Retype the entries exactly; omit all pictures.
----------
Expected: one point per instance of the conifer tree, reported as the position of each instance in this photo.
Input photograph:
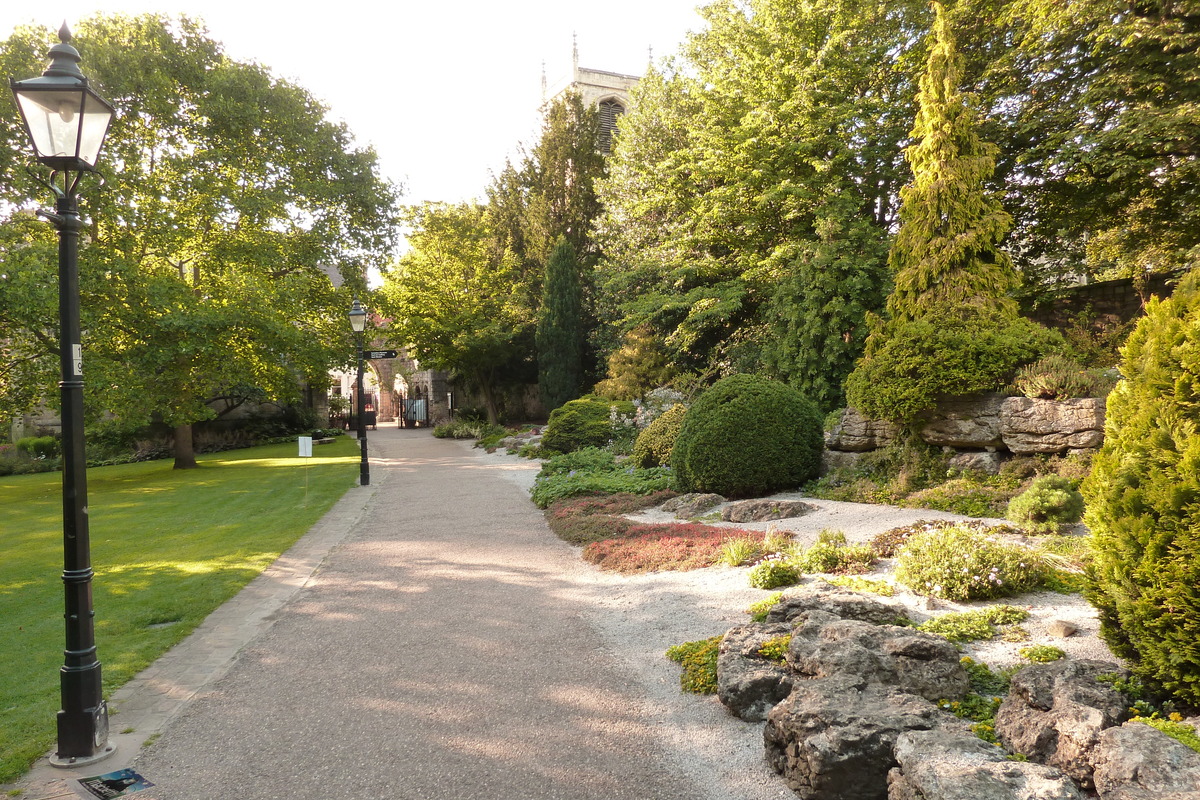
(561, 329)
(947, 258)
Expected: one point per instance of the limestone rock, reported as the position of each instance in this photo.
(834, 738)
(833, 600)
(855, 433)
(748, 684)
(1039, 426)
(964, 422)
(691, 504)
(919, 663)
(1055, 714)
(946, 765)
(977, 461)
(766, 510)
(1137, 762)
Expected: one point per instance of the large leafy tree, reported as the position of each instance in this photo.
(946, 258)
(748, 162)
(226, 191)
(456, 301)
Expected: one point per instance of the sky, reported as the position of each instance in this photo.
(444, 90)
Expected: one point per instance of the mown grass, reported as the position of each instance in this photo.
(168, 547)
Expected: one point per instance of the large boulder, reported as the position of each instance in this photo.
(747, 683)
(1137, 762)
(834, 738)
(948, 765)
(855, 433)
(766, 510)
(1055, 714)
(1031, 426)
(839, 602)
(921, 663)
(964, 422)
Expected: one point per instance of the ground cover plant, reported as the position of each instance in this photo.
(168, 547)
(661, 546)
(594, 470)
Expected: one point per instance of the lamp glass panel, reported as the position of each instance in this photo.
(53, 120)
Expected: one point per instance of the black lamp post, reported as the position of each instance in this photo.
(359, 323)
(67, 122)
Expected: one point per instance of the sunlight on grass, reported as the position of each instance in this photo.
(168, 547)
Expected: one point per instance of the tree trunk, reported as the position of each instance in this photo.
(185, 451)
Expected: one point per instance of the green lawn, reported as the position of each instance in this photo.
(167, 547)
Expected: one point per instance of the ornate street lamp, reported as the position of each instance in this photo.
(66, 122)
(359, 323)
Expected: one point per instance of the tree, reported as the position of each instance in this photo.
(561, 329)
(226, 191)
(946, 258)
(773, 128)
(456, 302)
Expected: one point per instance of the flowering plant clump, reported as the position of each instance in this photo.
(654, 547)
(774, 571)
(961, 564)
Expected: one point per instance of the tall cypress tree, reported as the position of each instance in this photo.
(947, 258)
(561, 329)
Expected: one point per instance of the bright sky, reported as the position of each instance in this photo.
(443, 89)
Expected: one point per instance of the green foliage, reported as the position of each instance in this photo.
(775, 648)
(946, 258)
(456, 301)
(655, 441)
(1042, 653)
(561, 329)
(858, 583)
(909, 365)
(699, 662)
(1144, 499)
(774, 571)
(745, 437)
(39, 446)
(1180, 732)
(583, 422)
(760, 609)
(1057, 377)
(973, 625)
(1049, 503)
(961, 564)
(637, 366)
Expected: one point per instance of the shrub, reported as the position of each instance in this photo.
(748, 435)
(972, 625)
(1143, 499)
(961, 564)
(699, 662)
(909, 365)
(1056, 377)
(1050, 501)
(774, 572)
(655, 441)
(585, 422)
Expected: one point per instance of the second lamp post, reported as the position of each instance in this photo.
(359, 323)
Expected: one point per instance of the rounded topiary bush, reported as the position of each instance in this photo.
(1143, 499)
(747, 437)
(1050, 501)
(654, 444)
(583, 422)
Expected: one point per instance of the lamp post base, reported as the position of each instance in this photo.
(82, 761)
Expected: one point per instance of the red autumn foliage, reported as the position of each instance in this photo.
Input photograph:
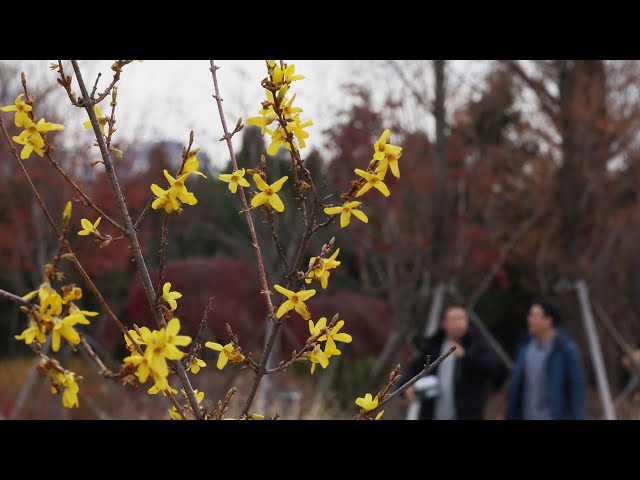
(235, 287)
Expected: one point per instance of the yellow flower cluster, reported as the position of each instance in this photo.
(318, 355)
(367, 404)
(277, 108)
(32, 137)
(385, 157)
(57, 314)
(160, 346)
(71, 389)
(268, 194)
(230, 352)
(177, 194)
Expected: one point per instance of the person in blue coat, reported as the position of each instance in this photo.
(548, 381)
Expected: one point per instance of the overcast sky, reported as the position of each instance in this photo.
(165, 99)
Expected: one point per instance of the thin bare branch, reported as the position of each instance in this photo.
(130, 232)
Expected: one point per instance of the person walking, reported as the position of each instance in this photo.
(462, 378)
(548, 381)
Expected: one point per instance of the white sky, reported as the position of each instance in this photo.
(165, 99)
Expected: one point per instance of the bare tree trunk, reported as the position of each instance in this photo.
(435, 311)
(484, 331)
(596, 352)
(439, 229)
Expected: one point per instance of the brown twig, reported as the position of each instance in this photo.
(95, 85)
(131, 233)
(143, 214)
(256, 248)
(175, 403)
(203, 325)
(85, 197)
(276, 240)
(223, 407)
(102, 369)
(65, 81)
(428, 368)
(163, 256)
(105, 305)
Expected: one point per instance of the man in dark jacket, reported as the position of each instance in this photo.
(463, 376)
(548, 381)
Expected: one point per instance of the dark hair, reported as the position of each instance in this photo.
(549, 308)
(449, 305)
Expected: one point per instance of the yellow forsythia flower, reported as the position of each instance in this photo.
(34, 332)
(195, 365)
(32, 138)
(234, 179)
(295, 301)
(89, 228)
(372, 181)
(317, 356)
(192, 165)
(66, 214)
(170, 297)
(21, 110)
(268, 193)
(68, 381)
(367, 403)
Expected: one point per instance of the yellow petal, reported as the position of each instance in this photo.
(345, 218)
(284, 291)
(278, 185)
(284, 308)
(259, 182)
(214, 346)
(222, 361)
(364, 174)
(332, 210)
(364, 189)
(276, 203)
(305, 295)
(383, 188)
(360, 214)
(259, 199)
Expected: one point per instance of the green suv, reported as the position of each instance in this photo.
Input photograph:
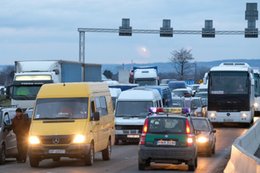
----------
## Solution below
Expected: one point per instance of the conifer tree, reported as the position of each instance in this photo.
Input photograph:
(561, 329)
(947, 258)
Expected: one point per instance of the limestone rock, reported as the position of each instance in this photo.
(834, 738)
(833, 600)
(855, 433)
(748, 684)
(1039, 426)
(964, 422)
(691, 504)
(919, 663)
(1055, 714)
(946, 765)
(977, 461)
(766, 510)
(1137, 762)
Expected: one point per instance of the large leafy tree, reported as the position of each instance in this photo.
(946, 258)
(748, 162)
(226, 191)
(456, 301)
Expected: one point per instance of the sky, reported as the position of each instance in this photo.
(444, 90)
Expected: one point per instance of the mown grass, reported as the position of each instance in this photo.
(168, 547)
Expected: one point per instance of the large boulder, reported as the position of each instance in this photo.
(747, 683)
(1137, 762)
(834, 738)
(948, 765)
(855, 433)
(766, 510)
(1055, 714)
(1031, 426)
(839, 602)
(921, 663)
(964, 422)
Expected: one point per instance of the ground cover plant, reported as the position of each instance in this photo.
(168, 547)
(661, 546)
(594, 470)
Expected: one point per instance of the lamp glass panel, reported as the position of each instance in this photo.
(53, 120)
Expected: one point per instance of the black lamp post, reported as the position of each instance in this photo.
(359, 323)
(67, 122)
Expected: one point per instance of the sunlight on grass, reported as the position of each instance in this photo.
(168, 547)
Expected: one point per instance of the tree trunk, reported as the position of each instance in this photo.
(185, 451)
Expected: one point per instance of the green lawn, reported as the position of each instance in this photo.
(167, 547)
Expected: one point per instance of the ornate street lamp, reported as the position of each instance in this photo.
(66, 122)
(359, 323)
Expected: one point per instance of the tree, reported as the position of each instance in this photo.
(561, 329)
(226, 191)
(946, 258)
(773, 128)
(456, 302)
Expected: one point per instance of the flowering plant clump, reported as the position of each instance in this photo.
(654, 547)
(774, 571)
(961, 564)
Expected: one point per instance of the tall cypress tree, reported as the position of each instance in this photo.
(947, 258)
(561, 329)
Expected: one point per instance of the bright sky, reported as the position of each instance in this photo.
(443, 89)
Expected: one point per instance of the green foliage, reported as the position of each instance in this photo.
(775, 648)
(946, 258)
(456, 301)
(655, 441)
(1042, 653)
(561, 329)
(858, 583)
(909, 365)
(699, 662)
(1144, 499)
(774, 571)
(745, 437)
(39, 446)
(1180, 732)
(583, 422)
(760, 609)
(1057, 377)
(973, 625)
(1049, 503)
(961, 564)
(637, 366)
Expected: one point per instance of the shrub, reported as the position of each instance in this photo.
(748, 435)
(972, 625)
(1143, 499)
(961, 564)
(699, 662)
(909, 365)
(1056, 377)
(1050, 501)
(774, 572)
(655, 441)
(585, 422)
Expected: one point per instance of the second lamp post, reported as the position of each instance in this photo.
(359, 323)
Expected: one point per instance of the rounded topiary bush, reported as the position of each instance in this photo.
(1143, 499)
(747, 437)
(1050, 501)
(654, 444)
(583, 422)
Expected: one point per instance of the lamp post base, reported as the position of each instance in this photo.
(82, 761)
Expected: one point per instance of the red autumn foliage, reported as the position of each instance in this photo.
Input photograph:
(235, 287)
Expected: one point per instance of the yellow flower cluster, reported as the position of each instance in this photo.
(318, 355)
(367, 404)
(277, 108)
(32, 137)
(385, 157)
(57, 314)
(160, 346)
(71, 389)
(268, 194)
(230, 352)
(177, 194)
Expected: one point per instance of the person in blue coat, reported as the position of each instance in this photo.
(548, 381)
Expected: one point per instance of the overcast sky, reported as the position of each instance in this photo.
(165, 99)
Expected: one point per instance of the thin bare branch, reported as the position of each instance in this photo.
(130, 232)
Expected: one point per instance of the person walking, reported as the position of each instance in this photo.
(462, 378)
(548, 381)
Expected: one point per instance of the white sky, reported as the position of each instance in this photo.
(165, 99)
Expected: one point per instance of the bare tree trunk, reported as the position of each instance in this photo.
(435, 311)
(484, 331)
(596, 352)
(439, 229)
Expected: one point per instance of the brown twig, reported as the position of each instance in this photo.
(95, 85)
(131, 233)
(143, 214)
(256, 248)
(175, 403)
(203, 325)
(85, 197)
(276, 240)
(223, 407)
(102, 369)
(65, 81)
(428, 368)
(163, 256)
(105, 305)
Expected: one point per instance of the man in dark jacket, reported as the position of each instance in this photo.
(463, 376)
(548, 381)
Expected: one point per instance of the dark hair, reported as the position of each instance in this photo.
(549, 308)
(449, 305)
Expected: one point per instance of the yellow forsythia flower, reported as the position of each instance in this photo.
(34, 332)
(195, 365)
(32, 138)
(234, 179)
(295, 301)
(89, 228)
(372, 181)
(317, 356)
(192, 165)
(66, 214)
(170, 297)
(21, 110)
(268, 193)
(68, 381)
(367, 403)
Expected: one point per instance of the yellow petal, reported as the position of each instance in this photo.
(345, 218)
(284, 291)
(278, 185)
(284, 308)
(259, 182)
(214, 346)
(222, 361)
(364, 174)
(332, 210)
(364, 189)
(276, 203)
(305, 295)
(383, 188)
(360, 214)
(259, 199)
Expected: one point per instance of the green suv, reported as the position of each instance in this photo.
Input photograph:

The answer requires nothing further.